#### PROBLEM STATEMENT
Your task is to copy the lines from the line containing "Expected: the position of each instance of the forearm, given" through the end of the listing below, both included, without any pictures.

#### DATA LINES

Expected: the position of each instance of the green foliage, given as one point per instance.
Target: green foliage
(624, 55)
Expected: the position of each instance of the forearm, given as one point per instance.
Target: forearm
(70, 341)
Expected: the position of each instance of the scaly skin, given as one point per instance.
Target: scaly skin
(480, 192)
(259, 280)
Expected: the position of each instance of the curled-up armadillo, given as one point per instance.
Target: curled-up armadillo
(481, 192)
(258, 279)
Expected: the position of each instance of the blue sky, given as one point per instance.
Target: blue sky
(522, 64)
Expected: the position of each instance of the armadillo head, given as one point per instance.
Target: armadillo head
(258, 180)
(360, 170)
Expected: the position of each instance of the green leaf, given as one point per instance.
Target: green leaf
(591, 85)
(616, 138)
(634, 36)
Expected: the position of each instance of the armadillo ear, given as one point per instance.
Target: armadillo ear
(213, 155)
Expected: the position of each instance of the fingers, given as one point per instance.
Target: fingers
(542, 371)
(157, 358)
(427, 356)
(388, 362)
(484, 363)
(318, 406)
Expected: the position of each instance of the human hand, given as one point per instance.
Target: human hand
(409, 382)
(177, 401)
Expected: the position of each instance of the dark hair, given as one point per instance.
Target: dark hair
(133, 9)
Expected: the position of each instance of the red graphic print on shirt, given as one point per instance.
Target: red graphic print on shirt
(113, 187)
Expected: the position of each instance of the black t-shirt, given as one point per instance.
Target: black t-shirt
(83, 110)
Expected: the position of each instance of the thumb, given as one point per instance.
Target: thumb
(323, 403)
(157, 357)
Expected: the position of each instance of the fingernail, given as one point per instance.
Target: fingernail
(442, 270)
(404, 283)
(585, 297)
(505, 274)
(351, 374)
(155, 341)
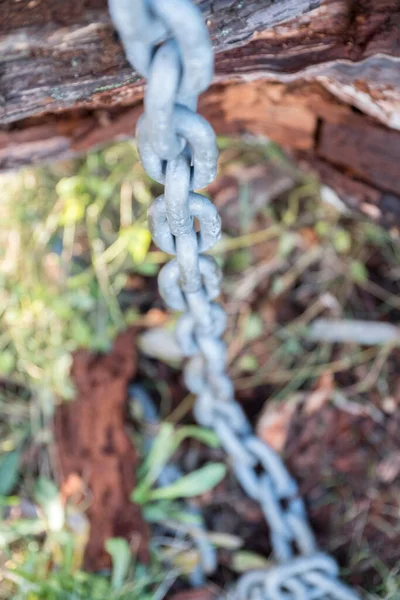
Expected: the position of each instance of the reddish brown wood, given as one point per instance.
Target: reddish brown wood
(325, 85)
(95, 449)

#### PROBLEM SOLUTION
Expected: the position of each instance of the forearm, given as one point per instance.
Target: forearm
(70, 341)
Expected: the position of each instance of the scaly skin, given as one point per instance.
Target: scaly skin
(480, 192)
(259, 280)
Expected: the position of each instance of the curled-up armadillo, given as one point per instance.
Target: curled-up armadillo
(481, 192)
(258, 279)
Expected: the position of each instance of the blue sky, given as one point per instance.
Target: blue sky
(522, 64)
Expected: the position of each instance of the armadillo head, given as one point per instance.
Target: armadillo head
(258, 180)
(360, 170)
Expected: the position of each instance of the green leaf, given as one point per instance.
Target: green leaf
(591, 85)
(616, 138)
(634, 36)
Expected: the position of each instance of the armadillo ear, given as one point per instance.
Target: armadillo ear
(213, 155)
Expected: the position of each instance of the fingers, given as one point per instance.
Target: fingers
(542, 371)
(157, 358)
(427, 356)
(388, 362)
(484, 363)
(318, 406)
Expected: the position of each instance of the human hand, given as one point per instance.
Target: human hand
(409, 382)
(177, 401)
Expected: the position of each instance of the dark hair, given as one point per instance.
Target: dark hair
(133, 9)
Expected: the position of each instance of the red graphic print on shirt, given as one point per instance.
Target: red graphic print on shirt
(113, 187)
Expected: the position of each instance of the black t-shirt, given as one point per instance.
Target: black t-shirt
(83, 110)
Expected: the position of each instance of the thumb, given as one point per instance.
Target: thumb
(323, 403)
(157, 357)
Expected: the position of each instance of the fingernail, given as one point per instance.
Target: fingernail
(442, 270)
(404, 283)
(585, 297)
(505, 274)
(351, 374)
(155, 341)
Expected: the position of each instance of the reddish brown wood, given as one point per instance.
Target: reddish brown wood
(325, 85)
(95, 449)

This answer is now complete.